### WORK TO COMPLETE
Reproduce verbatim the rows from the line containing "TASK = place a pin on each instance of the cab" through the last line of the rows, including both ends.

— begin INFORMATION GIVEN —

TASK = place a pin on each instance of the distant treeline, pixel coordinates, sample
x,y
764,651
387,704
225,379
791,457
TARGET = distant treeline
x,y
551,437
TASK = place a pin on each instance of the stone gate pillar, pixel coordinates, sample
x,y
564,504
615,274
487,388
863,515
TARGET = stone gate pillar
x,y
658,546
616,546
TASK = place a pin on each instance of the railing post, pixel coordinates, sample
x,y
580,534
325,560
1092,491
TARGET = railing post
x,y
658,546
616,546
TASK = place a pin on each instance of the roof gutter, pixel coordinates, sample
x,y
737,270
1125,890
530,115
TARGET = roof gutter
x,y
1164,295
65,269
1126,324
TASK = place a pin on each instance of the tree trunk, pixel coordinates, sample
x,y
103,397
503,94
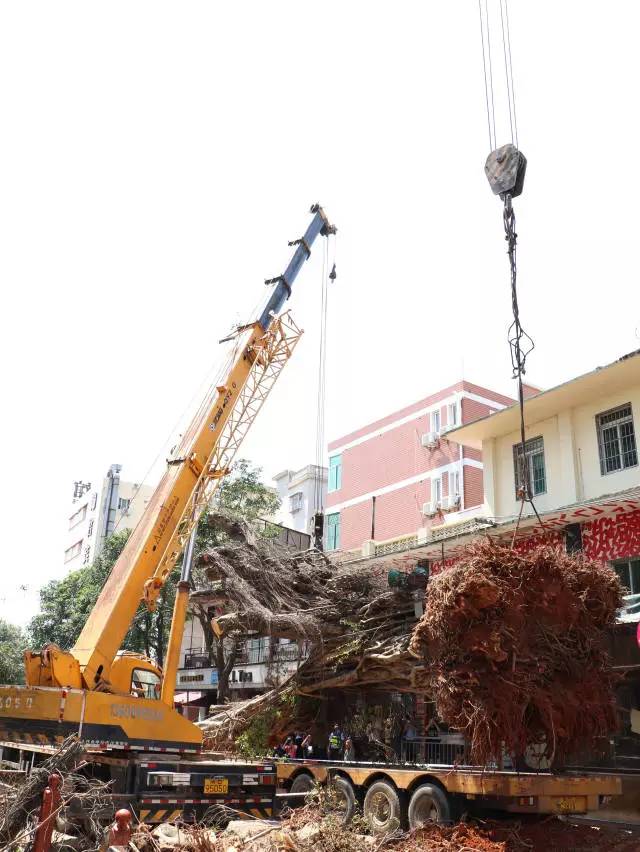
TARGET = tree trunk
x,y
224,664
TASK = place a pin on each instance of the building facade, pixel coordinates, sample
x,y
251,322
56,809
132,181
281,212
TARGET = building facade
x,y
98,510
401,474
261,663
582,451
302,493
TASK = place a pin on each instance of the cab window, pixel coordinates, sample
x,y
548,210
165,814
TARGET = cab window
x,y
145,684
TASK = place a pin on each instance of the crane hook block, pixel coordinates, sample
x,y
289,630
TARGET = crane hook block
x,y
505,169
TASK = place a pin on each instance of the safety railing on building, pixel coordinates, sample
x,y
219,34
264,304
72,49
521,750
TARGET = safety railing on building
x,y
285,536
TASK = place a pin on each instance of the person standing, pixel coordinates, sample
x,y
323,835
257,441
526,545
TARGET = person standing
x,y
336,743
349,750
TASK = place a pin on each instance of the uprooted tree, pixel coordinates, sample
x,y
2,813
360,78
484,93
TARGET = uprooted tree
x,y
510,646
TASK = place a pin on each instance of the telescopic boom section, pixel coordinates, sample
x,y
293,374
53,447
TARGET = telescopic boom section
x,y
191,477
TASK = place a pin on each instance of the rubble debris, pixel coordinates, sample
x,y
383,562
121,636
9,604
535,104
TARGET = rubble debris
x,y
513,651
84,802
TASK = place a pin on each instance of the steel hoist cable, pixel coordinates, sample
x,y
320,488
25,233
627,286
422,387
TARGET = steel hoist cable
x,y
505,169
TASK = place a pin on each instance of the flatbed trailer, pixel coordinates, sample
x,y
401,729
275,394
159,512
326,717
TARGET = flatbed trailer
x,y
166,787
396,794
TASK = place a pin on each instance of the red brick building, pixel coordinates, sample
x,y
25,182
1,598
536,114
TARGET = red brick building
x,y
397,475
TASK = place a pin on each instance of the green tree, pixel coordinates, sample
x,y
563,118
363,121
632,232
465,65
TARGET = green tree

— end INFORMATION GIVEN —

### RESULT BELOW
TASK = place a pin on each instance of the cab window, pixel coordinates, sample
x,y
548,210
165,814
TARGET = cab window
x,y
145,684
TASK = place a pin on each instance of the crane hook block, pixel coordinates, sample
x,y
289,630
TARGET = crane hook block
x,y
505,169
TASK = place a pin on each instance of the safety railing on building, pixel coordinates, sample
x,y
219,34
264,304
72,49
521,750
TARGET = safety railing on building
x,y
285,536
TASK = place a pin on each instance of the person standing, pixel coordinates, sample
x,y
323,835
257,441
526,545
TARGET = person standing
x,y
336,743
349,750
TASK = place a pin on each instance of the uprooted tree, pixel coordinates, sample
x,y
2,813
360,78
484,93
TARGET = uprooted tree
x,y
510,646
TASK = place a pin on each instance of the telescopic boom section, pixel coordinates, sample
x,y
293,374
53,447
TARGET = telescopic boom section
x,y
191,477
TASK = place a pin on each instance of the rubble debris, pixel coordinates, sample
x,y
383,562
121,636
9,604
535,104
TARGET = rubble debris
x,y
513,651
84,802
TASK = place a pin on each instance of the steel hoist cable, pixel coordinates, sample
x,y
320,488
25,233
627,286
422,387
TARGET = steel hoist cable
x,y
505,169
TASK = place a pin on each instance of the flatbed trailer, pixel coordinates, sample
x,y
401,729
275,394
159,512
326,717
TARGET = flatbed trailer
x,y
166,787
396,794
TASK = place a pin on each instance of the red brick building, pixel coordinates, sample
x,y
25,182
1,598
536,114
TARGET = red brick building
x,y
397,475
TASK = place a pin on each instance of the green tree, pixel coordinates, sample
x,y
563,118
363,121
632,232
465,65
TARGET = green tree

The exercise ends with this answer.